YOUR INSTRUCTIONS: All lines with the word "body" are to be found and copied from the listing.
▽
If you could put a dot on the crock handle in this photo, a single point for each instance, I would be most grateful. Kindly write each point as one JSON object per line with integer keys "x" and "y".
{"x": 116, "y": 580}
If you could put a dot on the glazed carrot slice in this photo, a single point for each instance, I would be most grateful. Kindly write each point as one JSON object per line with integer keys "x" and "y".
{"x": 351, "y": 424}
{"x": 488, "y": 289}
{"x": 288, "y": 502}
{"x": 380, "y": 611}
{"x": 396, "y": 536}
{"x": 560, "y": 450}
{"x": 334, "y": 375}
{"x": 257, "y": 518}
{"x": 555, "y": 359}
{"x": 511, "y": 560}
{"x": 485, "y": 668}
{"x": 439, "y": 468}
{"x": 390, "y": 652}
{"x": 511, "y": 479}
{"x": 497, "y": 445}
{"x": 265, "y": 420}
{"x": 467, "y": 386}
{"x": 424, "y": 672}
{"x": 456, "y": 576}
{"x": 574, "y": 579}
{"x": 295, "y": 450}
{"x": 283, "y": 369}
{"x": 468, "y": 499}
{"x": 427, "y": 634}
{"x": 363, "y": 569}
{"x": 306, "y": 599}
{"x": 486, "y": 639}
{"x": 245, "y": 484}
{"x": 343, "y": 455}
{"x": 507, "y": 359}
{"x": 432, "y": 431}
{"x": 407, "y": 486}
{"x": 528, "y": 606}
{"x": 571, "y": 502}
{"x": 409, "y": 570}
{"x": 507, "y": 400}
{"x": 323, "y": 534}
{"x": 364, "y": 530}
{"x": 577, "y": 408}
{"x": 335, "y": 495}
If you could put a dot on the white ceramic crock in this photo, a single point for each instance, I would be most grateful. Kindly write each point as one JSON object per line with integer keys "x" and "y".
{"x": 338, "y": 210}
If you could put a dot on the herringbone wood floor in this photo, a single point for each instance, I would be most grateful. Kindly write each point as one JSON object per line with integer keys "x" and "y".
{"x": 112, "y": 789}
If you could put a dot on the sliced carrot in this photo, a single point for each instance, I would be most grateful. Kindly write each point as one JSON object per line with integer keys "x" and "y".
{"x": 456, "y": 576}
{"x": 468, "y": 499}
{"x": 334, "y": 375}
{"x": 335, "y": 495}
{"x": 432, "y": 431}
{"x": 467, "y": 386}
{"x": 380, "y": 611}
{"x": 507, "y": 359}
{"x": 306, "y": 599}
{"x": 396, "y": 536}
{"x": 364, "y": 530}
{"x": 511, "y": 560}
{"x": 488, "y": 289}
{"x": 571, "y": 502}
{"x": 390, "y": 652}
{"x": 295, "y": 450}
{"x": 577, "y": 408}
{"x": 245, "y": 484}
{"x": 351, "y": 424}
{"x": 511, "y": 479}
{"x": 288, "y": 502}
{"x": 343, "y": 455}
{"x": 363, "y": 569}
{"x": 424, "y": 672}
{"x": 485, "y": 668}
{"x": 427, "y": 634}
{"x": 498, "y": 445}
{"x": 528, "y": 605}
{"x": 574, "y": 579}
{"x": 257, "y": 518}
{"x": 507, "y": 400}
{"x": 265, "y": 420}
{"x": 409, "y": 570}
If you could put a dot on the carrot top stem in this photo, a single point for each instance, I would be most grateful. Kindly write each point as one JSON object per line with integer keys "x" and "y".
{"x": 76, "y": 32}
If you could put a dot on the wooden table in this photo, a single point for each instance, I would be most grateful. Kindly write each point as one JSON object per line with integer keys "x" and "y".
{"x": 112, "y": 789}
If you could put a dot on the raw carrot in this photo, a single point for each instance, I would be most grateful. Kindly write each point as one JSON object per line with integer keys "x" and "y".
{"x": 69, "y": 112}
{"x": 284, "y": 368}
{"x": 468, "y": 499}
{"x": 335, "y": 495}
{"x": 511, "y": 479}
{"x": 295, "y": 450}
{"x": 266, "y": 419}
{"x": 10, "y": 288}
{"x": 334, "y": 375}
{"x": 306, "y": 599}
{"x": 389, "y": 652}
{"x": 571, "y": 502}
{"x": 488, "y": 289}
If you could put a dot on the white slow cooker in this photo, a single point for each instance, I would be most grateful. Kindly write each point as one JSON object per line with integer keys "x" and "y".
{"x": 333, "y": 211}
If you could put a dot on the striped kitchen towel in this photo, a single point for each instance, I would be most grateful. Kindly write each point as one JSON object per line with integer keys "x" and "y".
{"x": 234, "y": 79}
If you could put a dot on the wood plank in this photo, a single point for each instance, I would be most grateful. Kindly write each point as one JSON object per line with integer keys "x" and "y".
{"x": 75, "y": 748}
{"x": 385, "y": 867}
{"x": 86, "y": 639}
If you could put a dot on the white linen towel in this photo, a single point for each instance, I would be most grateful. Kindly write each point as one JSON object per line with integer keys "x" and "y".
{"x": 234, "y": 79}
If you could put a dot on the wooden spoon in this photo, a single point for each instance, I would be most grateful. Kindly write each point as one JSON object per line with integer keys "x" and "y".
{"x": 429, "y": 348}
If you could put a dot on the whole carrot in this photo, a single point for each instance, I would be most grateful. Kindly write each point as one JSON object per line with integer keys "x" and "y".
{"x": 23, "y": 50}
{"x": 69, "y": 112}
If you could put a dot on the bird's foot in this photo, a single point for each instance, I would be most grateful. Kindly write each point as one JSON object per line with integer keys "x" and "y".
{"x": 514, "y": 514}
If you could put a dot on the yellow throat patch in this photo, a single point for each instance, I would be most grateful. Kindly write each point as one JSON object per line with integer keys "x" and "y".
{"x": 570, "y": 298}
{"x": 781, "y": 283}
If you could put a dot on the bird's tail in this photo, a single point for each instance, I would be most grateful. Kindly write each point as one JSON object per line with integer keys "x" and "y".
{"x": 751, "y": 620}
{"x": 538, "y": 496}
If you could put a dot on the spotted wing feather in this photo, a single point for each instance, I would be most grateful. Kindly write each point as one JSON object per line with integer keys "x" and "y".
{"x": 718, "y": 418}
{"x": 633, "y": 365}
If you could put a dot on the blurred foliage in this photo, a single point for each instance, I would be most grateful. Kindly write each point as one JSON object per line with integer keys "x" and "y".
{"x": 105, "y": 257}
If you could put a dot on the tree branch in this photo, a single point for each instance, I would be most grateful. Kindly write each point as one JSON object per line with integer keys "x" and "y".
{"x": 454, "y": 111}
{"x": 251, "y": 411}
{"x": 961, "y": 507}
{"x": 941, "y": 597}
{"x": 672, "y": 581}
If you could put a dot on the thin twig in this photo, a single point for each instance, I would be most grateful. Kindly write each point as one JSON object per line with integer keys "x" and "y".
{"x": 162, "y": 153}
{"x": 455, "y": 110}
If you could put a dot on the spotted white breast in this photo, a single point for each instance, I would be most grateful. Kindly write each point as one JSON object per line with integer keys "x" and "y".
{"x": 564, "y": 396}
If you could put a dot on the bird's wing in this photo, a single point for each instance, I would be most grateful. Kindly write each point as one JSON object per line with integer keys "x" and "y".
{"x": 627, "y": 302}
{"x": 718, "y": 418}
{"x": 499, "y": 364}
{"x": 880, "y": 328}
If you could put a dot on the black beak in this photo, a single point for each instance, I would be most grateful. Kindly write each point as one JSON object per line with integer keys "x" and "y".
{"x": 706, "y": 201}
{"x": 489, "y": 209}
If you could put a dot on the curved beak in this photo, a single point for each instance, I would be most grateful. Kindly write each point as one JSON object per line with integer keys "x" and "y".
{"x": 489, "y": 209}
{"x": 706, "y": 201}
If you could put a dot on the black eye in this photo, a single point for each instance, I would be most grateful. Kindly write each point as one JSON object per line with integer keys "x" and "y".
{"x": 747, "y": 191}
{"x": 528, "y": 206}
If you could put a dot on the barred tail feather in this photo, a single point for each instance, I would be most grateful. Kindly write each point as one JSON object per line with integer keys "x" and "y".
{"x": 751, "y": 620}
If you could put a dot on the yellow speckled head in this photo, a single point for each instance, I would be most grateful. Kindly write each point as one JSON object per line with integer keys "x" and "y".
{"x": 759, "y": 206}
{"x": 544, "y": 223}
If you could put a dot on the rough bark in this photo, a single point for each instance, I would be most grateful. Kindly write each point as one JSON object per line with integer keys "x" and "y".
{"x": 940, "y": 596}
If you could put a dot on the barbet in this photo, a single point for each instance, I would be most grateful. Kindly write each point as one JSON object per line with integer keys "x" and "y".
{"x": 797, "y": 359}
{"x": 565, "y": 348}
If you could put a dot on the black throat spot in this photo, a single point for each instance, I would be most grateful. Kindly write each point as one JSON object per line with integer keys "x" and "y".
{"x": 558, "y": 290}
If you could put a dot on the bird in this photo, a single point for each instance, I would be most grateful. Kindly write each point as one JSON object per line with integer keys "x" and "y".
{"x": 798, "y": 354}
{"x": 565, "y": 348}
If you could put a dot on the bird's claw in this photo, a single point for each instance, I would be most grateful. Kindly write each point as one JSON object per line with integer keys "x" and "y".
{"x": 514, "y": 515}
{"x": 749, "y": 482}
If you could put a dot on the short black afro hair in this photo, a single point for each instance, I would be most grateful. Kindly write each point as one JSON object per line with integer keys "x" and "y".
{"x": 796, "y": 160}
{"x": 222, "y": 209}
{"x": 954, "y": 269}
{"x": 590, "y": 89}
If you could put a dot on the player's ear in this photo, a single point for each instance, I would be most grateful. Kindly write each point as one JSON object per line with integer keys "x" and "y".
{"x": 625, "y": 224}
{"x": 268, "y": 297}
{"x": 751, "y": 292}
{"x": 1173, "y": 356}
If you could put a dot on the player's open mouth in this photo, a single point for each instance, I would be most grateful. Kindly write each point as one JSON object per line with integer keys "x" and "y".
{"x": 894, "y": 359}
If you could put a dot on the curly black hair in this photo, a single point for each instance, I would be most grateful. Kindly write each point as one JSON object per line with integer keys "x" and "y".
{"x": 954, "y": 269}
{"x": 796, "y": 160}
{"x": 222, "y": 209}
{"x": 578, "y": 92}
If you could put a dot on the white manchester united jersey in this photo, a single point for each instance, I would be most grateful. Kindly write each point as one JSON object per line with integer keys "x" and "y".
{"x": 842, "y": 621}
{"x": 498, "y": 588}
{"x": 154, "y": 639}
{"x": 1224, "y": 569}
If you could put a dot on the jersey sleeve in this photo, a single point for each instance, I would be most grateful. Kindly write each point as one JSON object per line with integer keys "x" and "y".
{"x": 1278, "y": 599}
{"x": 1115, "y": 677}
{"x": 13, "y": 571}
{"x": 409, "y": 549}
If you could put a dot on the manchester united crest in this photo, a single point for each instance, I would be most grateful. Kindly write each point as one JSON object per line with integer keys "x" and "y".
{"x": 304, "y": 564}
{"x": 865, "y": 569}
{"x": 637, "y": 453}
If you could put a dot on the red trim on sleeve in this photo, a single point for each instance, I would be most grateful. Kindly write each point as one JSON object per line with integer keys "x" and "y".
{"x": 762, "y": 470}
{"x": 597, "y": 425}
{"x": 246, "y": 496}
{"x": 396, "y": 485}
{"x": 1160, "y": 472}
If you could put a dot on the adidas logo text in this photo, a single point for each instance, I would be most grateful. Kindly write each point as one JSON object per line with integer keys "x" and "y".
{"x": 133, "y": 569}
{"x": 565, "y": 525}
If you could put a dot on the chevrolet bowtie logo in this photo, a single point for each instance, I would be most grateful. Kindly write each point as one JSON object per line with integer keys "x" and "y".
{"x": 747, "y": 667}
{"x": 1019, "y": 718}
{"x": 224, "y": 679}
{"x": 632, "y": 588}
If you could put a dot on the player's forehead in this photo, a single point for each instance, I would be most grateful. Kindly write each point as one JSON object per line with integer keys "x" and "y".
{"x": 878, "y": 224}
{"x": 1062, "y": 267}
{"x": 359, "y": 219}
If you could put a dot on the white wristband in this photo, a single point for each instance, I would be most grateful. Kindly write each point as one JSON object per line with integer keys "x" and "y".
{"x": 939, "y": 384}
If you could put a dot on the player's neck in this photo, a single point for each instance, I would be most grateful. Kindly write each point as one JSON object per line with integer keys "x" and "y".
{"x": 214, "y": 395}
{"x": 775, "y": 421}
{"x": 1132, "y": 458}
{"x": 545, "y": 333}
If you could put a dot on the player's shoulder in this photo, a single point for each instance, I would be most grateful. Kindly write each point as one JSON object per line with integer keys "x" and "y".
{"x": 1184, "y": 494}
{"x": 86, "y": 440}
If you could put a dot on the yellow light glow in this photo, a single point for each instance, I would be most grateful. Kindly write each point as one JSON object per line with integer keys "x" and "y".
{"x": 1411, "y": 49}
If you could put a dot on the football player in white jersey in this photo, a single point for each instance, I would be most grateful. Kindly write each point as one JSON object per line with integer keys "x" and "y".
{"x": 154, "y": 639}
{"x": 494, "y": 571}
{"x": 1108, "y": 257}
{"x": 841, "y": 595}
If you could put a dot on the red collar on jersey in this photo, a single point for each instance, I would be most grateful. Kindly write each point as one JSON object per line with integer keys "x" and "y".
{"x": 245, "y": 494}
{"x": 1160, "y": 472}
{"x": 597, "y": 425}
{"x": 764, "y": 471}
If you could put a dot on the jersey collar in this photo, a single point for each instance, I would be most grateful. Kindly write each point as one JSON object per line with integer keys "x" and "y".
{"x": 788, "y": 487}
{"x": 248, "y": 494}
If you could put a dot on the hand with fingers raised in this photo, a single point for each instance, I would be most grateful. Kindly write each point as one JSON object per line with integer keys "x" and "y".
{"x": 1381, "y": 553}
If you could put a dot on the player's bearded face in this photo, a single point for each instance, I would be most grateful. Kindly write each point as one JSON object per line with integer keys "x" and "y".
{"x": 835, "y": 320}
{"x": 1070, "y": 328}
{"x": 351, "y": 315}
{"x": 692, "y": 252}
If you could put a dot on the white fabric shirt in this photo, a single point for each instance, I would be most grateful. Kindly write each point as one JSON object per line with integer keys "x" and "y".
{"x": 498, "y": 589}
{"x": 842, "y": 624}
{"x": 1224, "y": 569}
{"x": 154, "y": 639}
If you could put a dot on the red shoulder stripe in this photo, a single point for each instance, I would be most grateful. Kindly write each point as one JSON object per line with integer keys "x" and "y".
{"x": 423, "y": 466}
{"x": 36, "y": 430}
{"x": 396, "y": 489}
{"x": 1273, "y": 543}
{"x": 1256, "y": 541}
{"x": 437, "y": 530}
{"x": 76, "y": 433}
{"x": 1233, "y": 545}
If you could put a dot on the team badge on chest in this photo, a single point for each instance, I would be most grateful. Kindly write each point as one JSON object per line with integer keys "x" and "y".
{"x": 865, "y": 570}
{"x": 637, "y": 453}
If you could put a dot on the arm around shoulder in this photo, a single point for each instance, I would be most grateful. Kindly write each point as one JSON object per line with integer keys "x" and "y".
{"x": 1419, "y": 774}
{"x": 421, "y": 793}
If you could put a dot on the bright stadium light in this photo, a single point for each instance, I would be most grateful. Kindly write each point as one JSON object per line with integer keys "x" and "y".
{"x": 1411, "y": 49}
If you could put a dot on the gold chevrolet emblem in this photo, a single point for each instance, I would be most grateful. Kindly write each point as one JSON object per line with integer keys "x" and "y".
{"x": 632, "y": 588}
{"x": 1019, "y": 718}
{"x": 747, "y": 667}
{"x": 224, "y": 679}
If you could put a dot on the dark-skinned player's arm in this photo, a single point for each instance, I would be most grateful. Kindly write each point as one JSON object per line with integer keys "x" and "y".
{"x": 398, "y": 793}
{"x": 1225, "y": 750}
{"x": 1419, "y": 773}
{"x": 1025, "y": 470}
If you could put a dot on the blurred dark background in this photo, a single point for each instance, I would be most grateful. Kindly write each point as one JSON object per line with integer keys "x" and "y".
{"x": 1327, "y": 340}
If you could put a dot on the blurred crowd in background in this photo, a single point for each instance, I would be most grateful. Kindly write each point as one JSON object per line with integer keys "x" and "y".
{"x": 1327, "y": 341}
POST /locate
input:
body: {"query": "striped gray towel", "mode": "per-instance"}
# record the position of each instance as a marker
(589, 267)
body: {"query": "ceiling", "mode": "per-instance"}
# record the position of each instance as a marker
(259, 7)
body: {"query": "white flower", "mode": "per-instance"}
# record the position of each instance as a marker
△
EXERCISE OUTPUT:
body: {"query": "striped gray towel", "mode": "per-instance"}
body: {"query": "ceiling", "mode": "per-instance"}
body: {"query": "white flower", "mode": "per-instance"}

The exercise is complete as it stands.